╭─ Task input

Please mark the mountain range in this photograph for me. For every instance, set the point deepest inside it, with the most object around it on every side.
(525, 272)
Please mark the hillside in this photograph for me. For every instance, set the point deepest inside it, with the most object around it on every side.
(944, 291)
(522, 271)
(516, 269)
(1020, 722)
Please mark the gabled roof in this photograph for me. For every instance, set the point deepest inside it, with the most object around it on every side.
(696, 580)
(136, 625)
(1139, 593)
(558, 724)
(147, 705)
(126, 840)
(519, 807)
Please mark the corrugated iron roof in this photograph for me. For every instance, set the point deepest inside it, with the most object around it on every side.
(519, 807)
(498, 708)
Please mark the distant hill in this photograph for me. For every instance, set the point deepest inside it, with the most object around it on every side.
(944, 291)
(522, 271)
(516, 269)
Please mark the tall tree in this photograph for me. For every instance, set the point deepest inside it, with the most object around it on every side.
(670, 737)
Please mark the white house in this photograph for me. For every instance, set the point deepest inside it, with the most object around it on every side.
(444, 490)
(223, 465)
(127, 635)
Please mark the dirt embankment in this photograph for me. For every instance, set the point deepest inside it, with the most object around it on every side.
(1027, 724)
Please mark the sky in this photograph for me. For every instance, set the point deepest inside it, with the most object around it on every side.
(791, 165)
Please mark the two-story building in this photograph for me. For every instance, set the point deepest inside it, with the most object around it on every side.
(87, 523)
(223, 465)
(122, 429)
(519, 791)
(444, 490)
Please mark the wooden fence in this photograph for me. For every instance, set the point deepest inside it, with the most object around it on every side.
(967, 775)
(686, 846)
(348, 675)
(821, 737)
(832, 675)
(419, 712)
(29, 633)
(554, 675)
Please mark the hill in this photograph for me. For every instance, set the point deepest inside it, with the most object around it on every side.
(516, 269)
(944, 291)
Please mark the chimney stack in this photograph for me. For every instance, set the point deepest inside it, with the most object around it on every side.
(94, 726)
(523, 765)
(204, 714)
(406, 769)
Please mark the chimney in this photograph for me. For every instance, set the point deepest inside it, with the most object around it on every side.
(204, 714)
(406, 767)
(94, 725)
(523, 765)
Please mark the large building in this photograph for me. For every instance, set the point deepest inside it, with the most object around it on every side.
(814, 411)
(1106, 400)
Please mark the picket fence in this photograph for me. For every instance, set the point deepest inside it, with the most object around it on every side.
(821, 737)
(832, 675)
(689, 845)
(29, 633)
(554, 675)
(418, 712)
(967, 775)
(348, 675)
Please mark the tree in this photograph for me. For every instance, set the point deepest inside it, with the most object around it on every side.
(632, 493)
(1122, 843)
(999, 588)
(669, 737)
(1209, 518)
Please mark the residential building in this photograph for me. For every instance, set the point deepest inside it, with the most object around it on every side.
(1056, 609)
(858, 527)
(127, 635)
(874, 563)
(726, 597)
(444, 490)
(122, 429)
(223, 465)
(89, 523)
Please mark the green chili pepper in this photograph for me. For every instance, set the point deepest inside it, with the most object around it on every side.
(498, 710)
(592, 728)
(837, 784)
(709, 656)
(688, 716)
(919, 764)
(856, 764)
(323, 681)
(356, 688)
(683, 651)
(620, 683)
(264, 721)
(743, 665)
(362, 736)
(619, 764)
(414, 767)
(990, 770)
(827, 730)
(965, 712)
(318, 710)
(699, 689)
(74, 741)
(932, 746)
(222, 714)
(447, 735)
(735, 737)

╰─

▶ _Problem to solve_: Reproduce all of the lines above word for word, changing nothing.

▶ _Written solution_:
Please mark the mountain range in this photograph for me. For every instance, set the point deepest inside it, with the most object around it on every side.
(525, 272)
Please mark the hillside in this photograph for me. For every instance, set the point deepest inside it, with the most object around it on every side.
(944, 291)
(522, 271)
(516, 269)
(1020, 722)
Please mark the gabled roof in this photograph for me. For every instance, set the point deepest inside it, with the most object around it on every side.
(696, 580)
(136, 625)
(1139, 593)
(558, 724)
(147, 705)
(126, 840)
(519, 807)
Please mark the corrugated iron roof in this photograph for me. For every instance, set the point deepest inside it, with the most object around it on every side.
(519, 807)
(498, 708)
Please mark the distant hill in this photograph for me. For every instance, set the point deepest inside it, with the most object around it on every side.
(944, 291)
(522, 271)
(516, 269)
Please mark the tall tree in this photograph for me. For every instance, set the point deepest inside it, with the most object around it on every side.
(670, 737)
Please mark the white house in this photograph for me. For every instance, set the point deepest inside it, with the most object around it on every side.
(444, 490)
(223, 465)
(127, 635)
Please mark the dirt embankment in this photograph for me. For every instance, set the point deepest inside it, with the most object around it on every side.
(1027, 724)
Please mark the sky in this photograph for me. For every instance, set the point deepest inside it, with the most object around it on every side.
(791, 165)
Please mark the two-story building in this photograph for me. For every instance, set the point deepest inside it, with the most object around it on every side.
(87, 523)
(223, 465)
(122, 429)
(519, 791)
(444, 490)
Please mark the wooden fence in this photograph for me. For every instance, set the point deepest inside it, with the most object around it on every side.
(967, 775)
(686, 846)
(348, 675)
(821, 737)
(832, 675)
(419, 712)
(29, 633)
(554, 675)
Please mark the hill in this photograph for me. For every instance, set the point deepest inside it, with the most object around it on every side.
(516, 269)
(944, 291)
Please mark the chimney stack in this photograph for me. For every instance, set the point deepest inside it, with the most object around it on every side.
(94, 726)
(523, 765)
(204, 714)
(406, 769)
Please mark the chimney in this photograph for me. For every instance, set the point deepest inside it, with the most object around it on every side.
(204, 714)
(406, 767)
(94, 725)
(523, 765)
Please mark the large building in this photograph for me. For every instance, set the point deepest inside it, with the most object around it on every side.
(814, 411)
(1106, 400)
Please mark the picket fence in this photograph for me. For every instance, set the point deepest inside it, with the most object around it on every side.
(821, 737)
(832, 675)
(689, 845)
(29, 633)
(554, 675)
(418, 712)
(967, 775)
(348, 675)
Please mark the tree in this photograph for me. For every instance, set the point deepest inside it, with the most object around it on every side.
(632, 493)
(1122, 843)
(999, 588)
(669, 737)
(1209, 518)
Please mark the residential building in this photograph for me. For every instance, set the point deepest inside it, with the most object around it on every side.
(1056, 609)
(858, 527)
(127, 635)
(874, 563)
(726, 597)
(444, 490)
(122, 429)
(223, 465)
(89, 523)
Please mark the green chili pepper in this photograph for me. For every instance, set the point deepest inside it, with the most object around it on every side.
(498, 710)
(592, 728)
(837, 784)
(709, 656)
(688, 716)
(919, 764)
(856, 764)
(323, 681)
(356, 688)
(683, 651)
(620, 683)
(264, 721)
(743, 665)
(362, 736)
(619, 764)
(414, 767)
(990, 770)
(827, 730)
(965, 712)
(318, 710)
(699, 689)
(74, 741)
(932, 746)
(222, 714)
(447, 735)
(735, 737)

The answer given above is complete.